Quote every one of the following items word for word, without any changes.

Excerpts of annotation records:
_ _ _

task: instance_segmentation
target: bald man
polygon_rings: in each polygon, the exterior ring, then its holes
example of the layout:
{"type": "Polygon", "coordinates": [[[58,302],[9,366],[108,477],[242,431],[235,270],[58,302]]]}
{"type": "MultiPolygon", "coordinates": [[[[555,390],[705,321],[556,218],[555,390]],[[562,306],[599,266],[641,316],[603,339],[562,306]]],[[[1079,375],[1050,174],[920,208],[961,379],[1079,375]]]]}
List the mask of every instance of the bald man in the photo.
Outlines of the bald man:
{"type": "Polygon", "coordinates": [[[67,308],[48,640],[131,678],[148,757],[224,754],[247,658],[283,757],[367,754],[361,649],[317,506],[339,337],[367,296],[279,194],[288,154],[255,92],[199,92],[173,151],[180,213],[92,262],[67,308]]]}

_ _ _

_ANSWER TO THE EXERCISE_.
task: instance_segmentation
target: bald man
polygon_rings: in each polygon, the exterior ring, then its holes
example of the layout:
{"type": "Polygon", "coordinates": [[[58,302],[9,366],[108,477],[242,431],[235,270],[58,302]]]}
{"type": "MultiPolygon", "coordinates": [[[[555,390],[705,321],[556,218],[555,390]],[[562,306],[599,266],[641,316],[603,339],[562,306]]],[[[1079,375],[1050,174],[920,208],[961,379],[1079,375]]]]}
List the mask of every instance of the bald man in the photo.
Outlines of the bald man:
{"type": "Polygon", "coordinates": [[[67,308],[48,640],[131,678],[148,757],[224,754],[247,658],[283,757],[367,754],[361,649],[317,506],[339,337],[367,296],[279,194],[288,154],[255,92],[199,92],[173,151],[180,213],[92,262],[67,308]]]}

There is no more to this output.